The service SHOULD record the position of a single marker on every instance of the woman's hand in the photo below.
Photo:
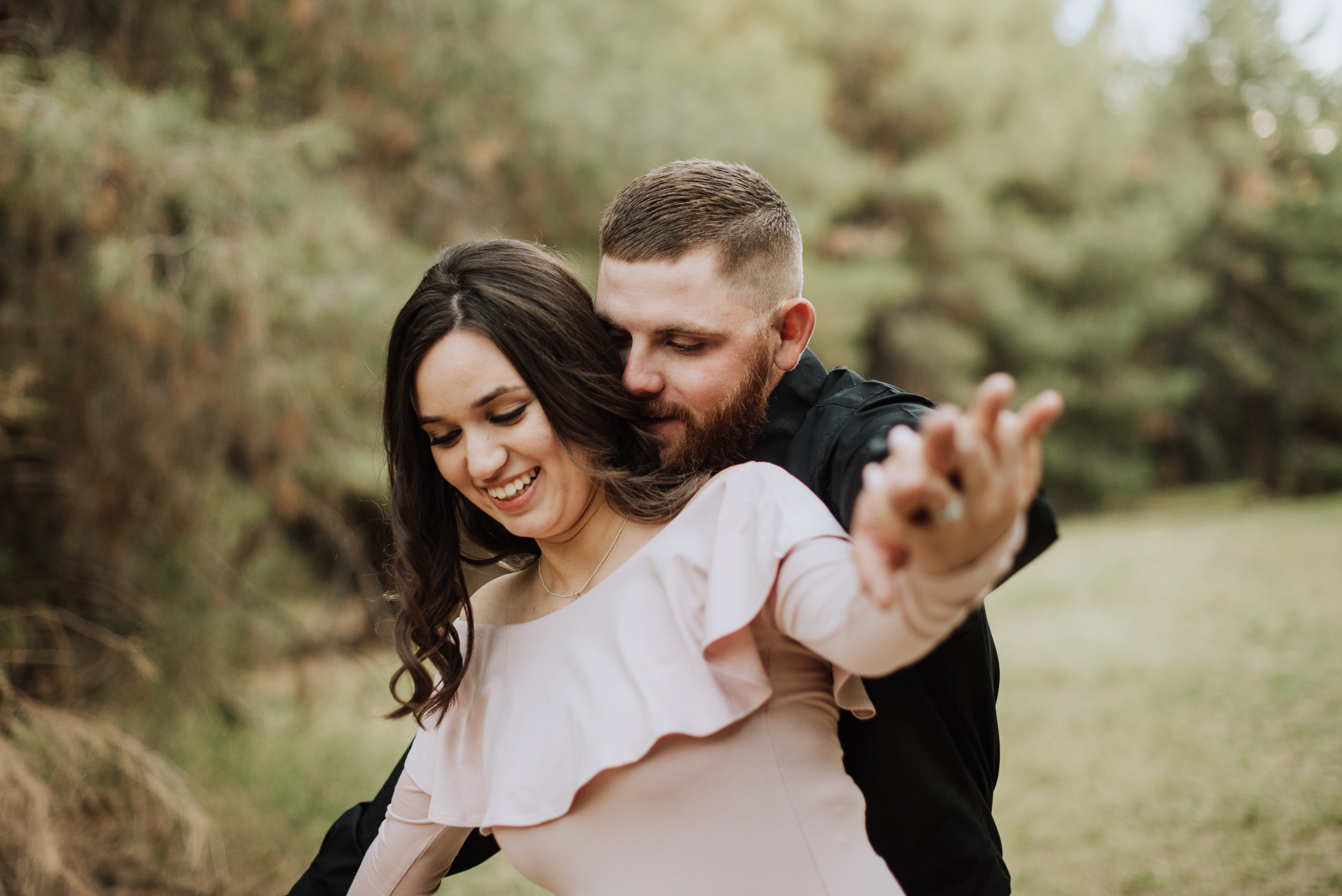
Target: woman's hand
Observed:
(952, 490)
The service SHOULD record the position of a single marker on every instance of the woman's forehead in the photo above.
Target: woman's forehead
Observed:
(463, 372)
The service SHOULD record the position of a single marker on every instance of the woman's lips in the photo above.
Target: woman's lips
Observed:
(521, 498)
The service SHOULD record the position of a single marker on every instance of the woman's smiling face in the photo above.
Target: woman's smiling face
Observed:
(493, 442)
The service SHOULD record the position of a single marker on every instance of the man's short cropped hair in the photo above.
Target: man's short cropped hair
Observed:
(693, 205)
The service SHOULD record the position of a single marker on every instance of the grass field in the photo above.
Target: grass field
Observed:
(1171, 710)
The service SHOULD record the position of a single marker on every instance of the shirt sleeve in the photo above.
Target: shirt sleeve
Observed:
(819, 601)
(411, 855)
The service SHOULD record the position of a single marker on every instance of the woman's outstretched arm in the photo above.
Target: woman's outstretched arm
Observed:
(820, 603)
(411, 855)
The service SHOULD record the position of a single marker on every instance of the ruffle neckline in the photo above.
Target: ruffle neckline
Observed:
(661, 647)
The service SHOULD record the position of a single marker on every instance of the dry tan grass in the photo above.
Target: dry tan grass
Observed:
(86, 809)
(1172, 704)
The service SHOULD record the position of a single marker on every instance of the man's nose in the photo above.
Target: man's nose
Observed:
(485, 458)
(640, 377)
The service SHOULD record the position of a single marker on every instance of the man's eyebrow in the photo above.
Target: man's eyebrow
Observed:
(690, 329)
(484, 400)
(675, 327)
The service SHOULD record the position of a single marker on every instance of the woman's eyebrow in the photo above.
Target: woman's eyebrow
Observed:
(494, 394)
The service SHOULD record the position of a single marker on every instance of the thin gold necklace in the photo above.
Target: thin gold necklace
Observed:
(579, 593)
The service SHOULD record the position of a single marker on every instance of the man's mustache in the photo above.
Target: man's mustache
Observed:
(654, 410)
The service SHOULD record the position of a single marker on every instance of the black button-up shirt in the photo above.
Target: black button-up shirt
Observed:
(928, 761)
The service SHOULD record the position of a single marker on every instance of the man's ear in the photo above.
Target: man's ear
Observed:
(795, 322)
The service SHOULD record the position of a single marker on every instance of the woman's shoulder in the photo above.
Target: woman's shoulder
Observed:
(490, 603)
(755, 498)
(763, 485)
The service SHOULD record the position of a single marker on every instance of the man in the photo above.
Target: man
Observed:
(701, 289)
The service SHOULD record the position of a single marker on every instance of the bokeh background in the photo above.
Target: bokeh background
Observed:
(211, 211)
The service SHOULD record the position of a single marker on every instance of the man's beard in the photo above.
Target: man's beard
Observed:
(725, 434)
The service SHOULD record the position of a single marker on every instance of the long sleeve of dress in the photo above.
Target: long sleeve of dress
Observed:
(820, 603)
(411, 855)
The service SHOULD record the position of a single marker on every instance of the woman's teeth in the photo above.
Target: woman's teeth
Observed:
(508, 490)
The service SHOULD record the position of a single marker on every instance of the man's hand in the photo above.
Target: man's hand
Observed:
(952, 490)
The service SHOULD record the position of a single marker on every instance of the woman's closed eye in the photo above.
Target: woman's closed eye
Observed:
(509, 416)
(443, 439)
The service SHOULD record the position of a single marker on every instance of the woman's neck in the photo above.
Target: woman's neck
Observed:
(570, 560)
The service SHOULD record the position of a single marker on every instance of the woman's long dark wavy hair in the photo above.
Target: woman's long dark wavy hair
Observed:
(540, 316)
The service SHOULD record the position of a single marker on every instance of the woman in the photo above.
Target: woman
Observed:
(648, 702)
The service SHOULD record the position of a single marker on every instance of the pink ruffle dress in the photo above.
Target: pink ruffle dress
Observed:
(674, 731)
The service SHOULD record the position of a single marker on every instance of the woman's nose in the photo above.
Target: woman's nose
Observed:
(640, 377)
(485, 458)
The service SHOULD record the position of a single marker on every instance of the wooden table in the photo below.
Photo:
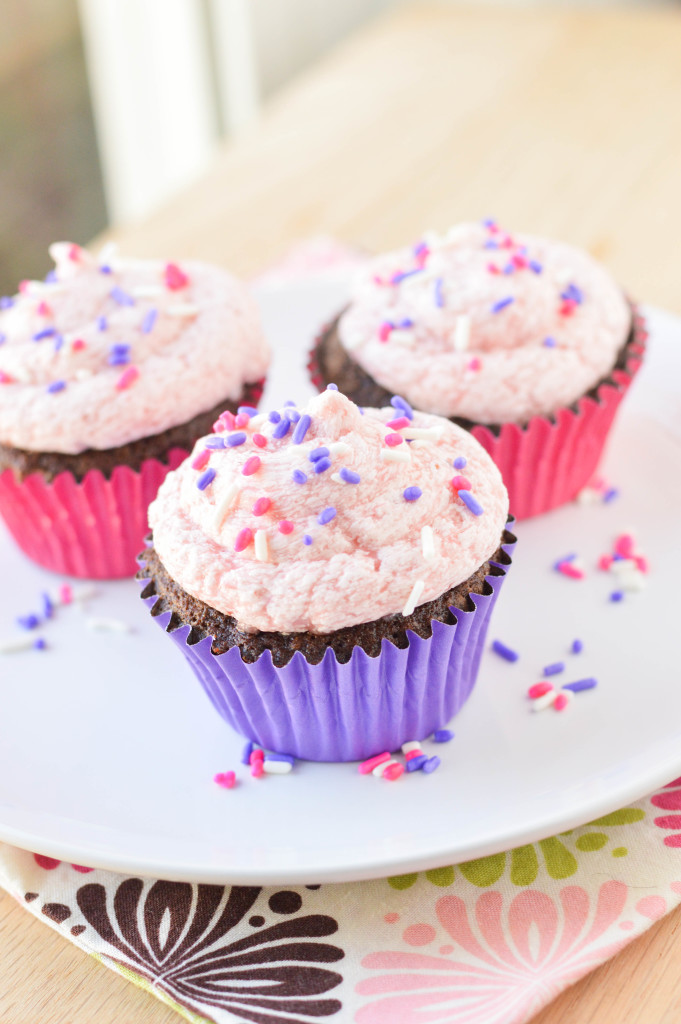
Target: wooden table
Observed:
(561, 122)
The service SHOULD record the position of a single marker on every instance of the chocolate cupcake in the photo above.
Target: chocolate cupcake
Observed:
(329, 576)
(527, 343)
(110, 370)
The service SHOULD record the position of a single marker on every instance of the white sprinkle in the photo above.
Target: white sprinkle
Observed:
(395, 455)
(277, 767)
(462, 334)
(428, 543)
(261, 546)
(182, 309)
(108, 625)
(422, 433)
(417, 591)
(228, 500)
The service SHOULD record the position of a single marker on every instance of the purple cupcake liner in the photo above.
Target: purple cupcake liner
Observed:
(334, 712)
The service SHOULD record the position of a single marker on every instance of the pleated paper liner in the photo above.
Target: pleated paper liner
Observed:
(334, 712)
(547, 462)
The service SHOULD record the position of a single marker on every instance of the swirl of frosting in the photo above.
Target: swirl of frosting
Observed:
(103, 353)
(485, 326)
(323, 517)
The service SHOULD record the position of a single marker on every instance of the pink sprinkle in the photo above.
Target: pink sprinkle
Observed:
(368, 766)
(244, 538)
(128, 377)
(539, 689)
(174, 278)
(461, 483)
(227, 779)
(201, 460)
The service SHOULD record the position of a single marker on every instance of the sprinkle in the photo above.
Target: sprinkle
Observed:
(415, 594)
(206, 478)
(442, 735)
(506, 652)
(260, 545)
(233, 440)
(302, 426)
(127, 378)
(427, 543)
(471, 502)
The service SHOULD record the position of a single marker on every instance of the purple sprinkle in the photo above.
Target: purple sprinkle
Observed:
(233, 440)
(317, 454)
(206, 478)
(442, 735)
(471, 502)
(581, 684)
(302, 426)
(282, 428)
(506, 652)
(430, 765)
(123, 299)
(149, 321)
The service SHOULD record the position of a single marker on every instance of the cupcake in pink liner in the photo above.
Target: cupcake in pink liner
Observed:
(110, 371)
(527, 343)
(329, 574)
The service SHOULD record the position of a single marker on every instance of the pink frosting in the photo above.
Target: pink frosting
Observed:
(442, 337)
(181, 340)
(368, 558)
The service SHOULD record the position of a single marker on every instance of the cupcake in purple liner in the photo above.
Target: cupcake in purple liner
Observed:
(329, 573)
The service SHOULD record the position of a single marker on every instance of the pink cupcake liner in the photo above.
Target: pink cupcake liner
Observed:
(547, 462)
(334, 712)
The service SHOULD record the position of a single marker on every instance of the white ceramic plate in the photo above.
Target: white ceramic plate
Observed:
(108, 745)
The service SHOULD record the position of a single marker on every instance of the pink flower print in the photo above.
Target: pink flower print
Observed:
(669, 799)
(508, 960)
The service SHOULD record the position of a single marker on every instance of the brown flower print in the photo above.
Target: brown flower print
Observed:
(178, 936)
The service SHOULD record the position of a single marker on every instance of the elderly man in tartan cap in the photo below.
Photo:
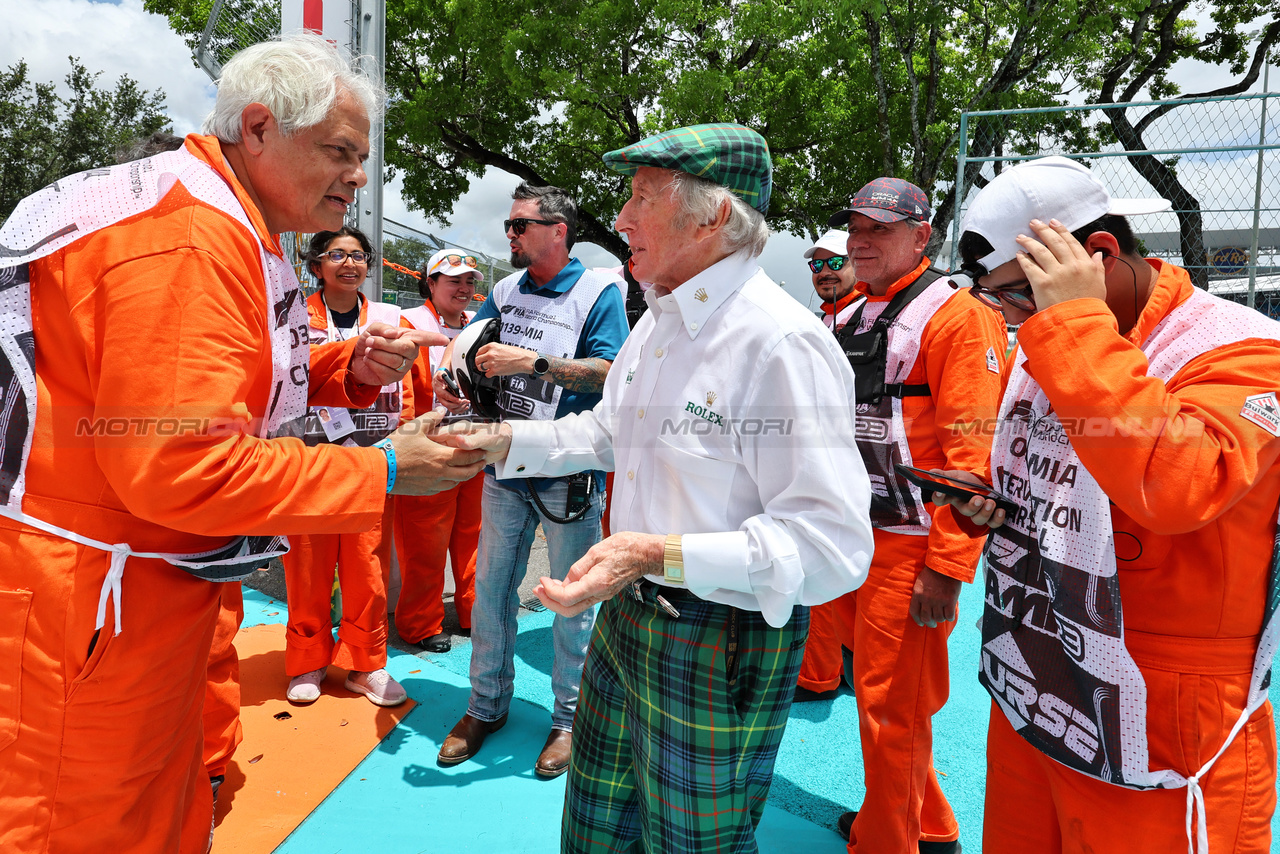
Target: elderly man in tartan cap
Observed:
(740, 498)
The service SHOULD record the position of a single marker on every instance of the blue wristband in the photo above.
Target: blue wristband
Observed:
(385, 444)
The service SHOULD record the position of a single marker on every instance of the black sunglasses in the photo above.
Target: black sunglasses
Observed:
(1019, 298)
(833, 263)
(338, 256)
(521, 223)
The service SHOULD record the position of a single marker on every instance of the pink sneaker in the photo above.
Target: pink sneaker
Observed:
(378, 686)
(306, 688)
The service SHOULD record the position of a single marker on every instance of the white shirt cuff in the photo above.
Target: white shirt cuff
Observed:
(530, 446)
(716, 561)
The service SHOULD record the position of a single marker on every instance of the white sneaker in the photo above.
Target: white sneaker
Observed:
(306, 688)
(378, 686)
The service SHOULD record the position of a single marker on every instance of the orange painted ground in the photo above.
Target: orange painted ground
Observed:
(287, 766)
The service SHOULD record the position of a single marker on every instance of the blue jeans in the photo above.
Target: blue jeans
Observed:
(508, 521)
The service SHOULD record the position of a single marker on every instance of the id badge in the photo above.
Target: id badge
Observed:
(336, 421)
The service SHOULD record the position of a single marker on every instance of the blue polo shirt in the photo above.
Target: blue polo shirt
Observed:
(600, 338)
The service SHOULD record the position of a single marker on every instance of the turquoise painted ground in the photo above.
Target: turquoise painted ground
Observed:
(400, 802)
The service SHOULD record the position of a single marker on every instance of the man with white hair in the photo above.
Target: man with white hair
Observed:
(151, 306)
(740, 499)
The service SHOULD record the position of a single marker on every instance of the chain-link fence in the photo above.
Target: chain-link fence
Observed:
(234, 24)
(1217, 160)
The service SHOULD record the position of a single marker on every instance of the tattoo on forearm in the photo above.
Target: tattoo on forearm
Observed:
(579, 374)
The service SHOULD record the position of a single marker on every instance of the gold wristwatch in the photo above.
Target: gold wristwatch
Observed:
(672, 561)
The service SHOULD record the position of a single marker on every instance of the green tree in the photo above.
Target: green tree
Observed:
(1157, 35)
(844, 90)
(45, 136)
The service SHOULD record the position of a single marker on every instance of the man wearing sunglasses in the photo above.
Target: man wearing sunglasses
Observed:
(833, 282)
(832, 277)
(928, 364)
(561, 328)
(1130, 613)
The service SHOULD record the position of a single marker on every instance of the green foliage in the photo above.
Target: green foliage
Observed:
(45, 136)
(844, 90)
(408, 252)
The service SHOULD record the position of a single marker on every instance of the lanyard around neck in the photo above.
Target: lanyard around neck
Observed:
(333, 330)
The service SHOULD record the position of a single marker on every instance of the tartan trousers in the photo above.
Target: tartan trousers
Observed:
(679, 724)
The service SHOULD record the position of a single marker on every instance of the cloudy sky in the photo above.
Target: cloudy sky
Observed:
(122, 39)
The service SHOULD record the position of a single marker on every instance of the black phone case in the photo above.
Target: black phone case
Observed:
(924, 480)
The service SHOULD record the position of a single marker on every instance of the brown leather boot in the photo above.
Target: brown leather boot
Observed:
(465, 739)
(553, 761)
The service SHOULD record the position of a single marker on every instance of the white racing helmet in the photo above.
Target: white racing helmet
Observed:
(481, 391)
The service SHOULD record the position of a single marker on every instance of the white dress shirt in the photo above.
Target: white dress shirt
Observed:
(728, 418)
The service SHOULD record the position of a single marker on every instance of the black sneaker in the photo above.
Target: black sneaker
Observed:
(439, 643)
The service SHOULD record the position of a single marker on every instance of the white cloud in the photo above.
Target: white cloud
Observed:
(118, 39)
(110, 39)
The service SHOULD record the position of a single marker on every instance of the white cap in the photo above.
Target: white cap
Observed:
(453, 263)
(833, 241)
(1046, 188)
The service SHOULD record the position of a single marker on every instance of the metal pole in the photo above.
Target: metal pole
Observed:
(371, 28)
(955, 209)
(1257, 190)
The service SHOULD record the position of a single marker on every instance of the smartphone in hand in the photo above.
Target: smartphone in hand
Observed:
(931, 483)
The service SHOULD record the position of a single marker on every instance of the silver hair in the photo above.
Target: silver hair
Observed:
(297, 77)
(699, 201)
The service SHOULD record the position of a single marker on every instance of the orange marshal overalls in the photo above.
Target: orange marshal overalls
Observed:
(1194, 514)
(163, 314)
(900, 670)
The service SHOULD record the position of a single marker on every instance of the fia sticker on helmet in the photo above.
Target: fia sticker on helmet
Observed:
(1264, 410)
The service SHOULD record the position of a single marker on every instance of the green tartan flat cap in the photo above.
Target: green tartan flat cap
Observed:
(734, 156)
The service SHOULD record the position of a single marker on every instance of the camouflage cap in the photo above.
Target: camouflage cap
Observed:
(886, 200)
(731, 155)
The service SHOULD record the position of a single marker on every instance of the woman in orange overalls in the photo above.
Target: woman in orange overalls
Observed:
(341, 261)
(447, 525)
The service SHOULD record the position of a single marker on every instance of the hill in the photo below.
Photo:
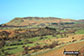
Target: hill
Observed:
(25, 21)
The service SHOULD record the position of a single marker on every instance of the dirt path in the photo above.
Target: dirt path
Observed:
(59, 52)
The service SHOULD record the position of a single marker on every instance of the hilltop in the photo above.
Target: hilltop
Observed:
(25, 21)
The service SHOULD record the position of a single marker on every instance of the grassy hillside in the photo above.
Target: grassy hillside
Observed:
(36, 21)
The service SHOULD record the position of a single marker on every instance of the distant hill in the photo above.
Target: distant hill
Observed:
(25, 21)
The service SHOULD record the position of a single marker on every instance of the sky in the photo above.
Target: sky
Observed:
(9, 9)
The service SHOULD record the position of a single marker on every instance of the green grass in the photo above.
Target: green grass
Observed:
(81, 31)
(19, 47)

_PROBLEM STATEMENT_: Reproduce the lines above word for word, from the first one through the line containing "(1171, 710)", and leave out the pictures.

_FULL RESPONSE_:
The service SHOULD record the position of a single marker on every instance of the woman's hand in the photo below.
Photo:
Target: woman's hand
Observed:
(952, 490)
The service SHOULD record the position of a single marker on every instance of the woman's forehead in the photo above.
Target: woman's forehead
Observed:
(463, 372)
The service SHOULD record the position of a single marker on every instance of the woman's lips in the photo above.
Target: woman's lips
Observed:
(521, 498)
The service SHOULD record the position of a single marker on every instance of the woman's smiling face in the photo above.
Target: woman's smiling face
Observed:
(493, 442)
The service SHOULD record the position of a single marker on every instance of the man's short cropped hair in the photo above.
Target: man's short cropped hair
Observed:
(693, 205)
The service SHOULD record the position of a single marker on every instance of the grass field in the photo above.
Target: grass field
Observed:
(1171, 710)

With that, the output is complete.